* **SELECTED TEXT**
◆ ◆ ◆ ◆ ◆
EddieRUKiddingVarese said:


> Here goes- answer below:
> Note really, like soccer no and not even like the divide b/n rugby union and rugby league. Some clubs are favoured by blue bloods ie Carlton/ Hawthorne and some clubs are more trad working class ie Collingwood/ Port Adelaide etc but there has never been any nationalistic stuff like in soccer which was bad here too before they reassigned the local national soccer league into non nationalistic lines. VFL/AFL has long been a melting pot with few lines- there has been some indigenous fan and player abuse issues over the years but minor compare with other codes and the fans are not segregated into team areas there are no restrictions on where you can or would sit in safety, with maybe just a bit of jerring. Back in to past 70's I would not have reccommended sitting in with Collingwood or say Essendon Supporters unless you were supporting their team but not so much an issue these days.
◆ ◆ ◆ ◆ ◆
* **INFORMATION SUPPLIED**
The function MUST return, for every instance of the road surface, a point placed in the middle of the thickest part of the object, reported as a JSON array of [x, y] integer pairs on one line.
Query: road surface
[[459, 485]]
◆ ◆ ◆ ◆ ◆
* **EXERCISE REQUIREMENTS**
• a. Name every football club the forum post about Australian football crowds mentions.
• b. Carry on the forum post about Australian football crowds, starting after its last sentence.

* **RESPONSES TO THE EXERCISE**
• a. Carlton, Hawthorne, Collingwood, Port Adelaide, Essendon

• b.
That is all very interesting information, thanks for that. I hope I get to see the game tomorrow.

(ARF: Aussie Rules Football. Presumably not an abbreviation that is in use).


----------



## EddieRUKiddingVarese (Jan 8, 2013)

Wood said:


> That is all very interesting information, thanks for that. I hope I get to see the game tomorrow.
> 
> (ARF: Aussie Rules Football. Presumably not an abbreviation that is in use).


Cool hope you do too
Abbreviation is AFL Australian Football League

PS Sting is playing as half time entertainment.........


----------



## Wood (Feb 21, 2013)

EddieRUKiddingVarese said:


> Cool hope you do too
> Abbreviation is AFL Australian Football League
> 
> PS Sting is playing as half time entertainment.........


Good, I'll use AFL in future. Okay, so I'll get my shower at half time, feed the cat, get the paper etc. Thanks for the warning. How long does the interval last?

Do they have cheerleaders, fireworks, and play music every time a goal is scored?


----------



## EddieRUKiddingVarese (Jan 8, 2013)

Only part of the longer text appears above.